Locate each line in the records below that contains the string "every", matching case, and copy those lines out.

▶ _Outline labeling records_:
** start **
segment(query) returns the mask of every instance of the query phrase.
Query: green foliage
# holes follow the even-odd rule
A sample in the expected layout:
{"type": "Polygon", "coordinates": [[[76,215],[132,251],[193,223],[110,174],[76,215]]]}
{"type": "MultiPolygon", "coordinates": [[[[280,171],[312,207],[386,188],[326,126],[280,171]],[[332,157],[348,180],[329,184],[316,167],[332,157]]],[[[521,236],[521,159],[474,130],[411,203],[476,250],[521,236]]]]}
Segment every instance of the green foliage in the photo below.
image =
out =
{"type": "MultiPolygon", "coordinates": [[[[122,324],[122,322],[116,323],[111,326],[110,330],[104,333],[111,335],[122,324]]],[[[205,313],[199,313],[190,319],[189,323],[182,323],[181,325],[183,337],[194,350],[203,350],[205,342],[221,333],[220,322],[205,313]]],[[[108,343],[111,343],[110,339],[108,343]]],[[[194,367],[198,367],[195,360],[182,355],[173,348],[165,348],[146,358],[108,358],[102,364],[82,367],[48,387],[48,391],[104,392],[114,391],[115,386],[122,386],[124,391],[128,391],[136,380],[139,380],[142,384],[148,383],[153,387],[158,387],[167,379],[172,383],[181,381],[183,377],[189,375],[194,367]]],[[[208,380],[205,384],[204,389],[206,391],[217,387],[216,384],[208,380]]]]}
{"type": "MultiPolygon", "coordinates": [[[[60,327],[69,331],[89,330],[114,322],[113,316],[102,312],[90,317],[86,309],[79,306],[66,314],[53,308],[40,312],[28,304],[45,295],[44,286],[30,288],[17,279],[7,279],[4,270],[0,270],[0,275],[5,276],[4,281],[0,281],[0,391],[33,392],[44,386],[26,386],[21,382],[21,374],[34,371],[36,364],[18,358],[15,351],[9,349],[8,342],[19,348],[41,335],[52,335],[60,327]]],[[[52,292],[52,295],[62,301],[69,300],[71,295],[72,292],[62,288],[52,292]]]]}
** end **
▶ _Exercise result_:
segment(query) returns the mask of every instance of the query phrase.
Segment every instance of the green foliage in the photo below.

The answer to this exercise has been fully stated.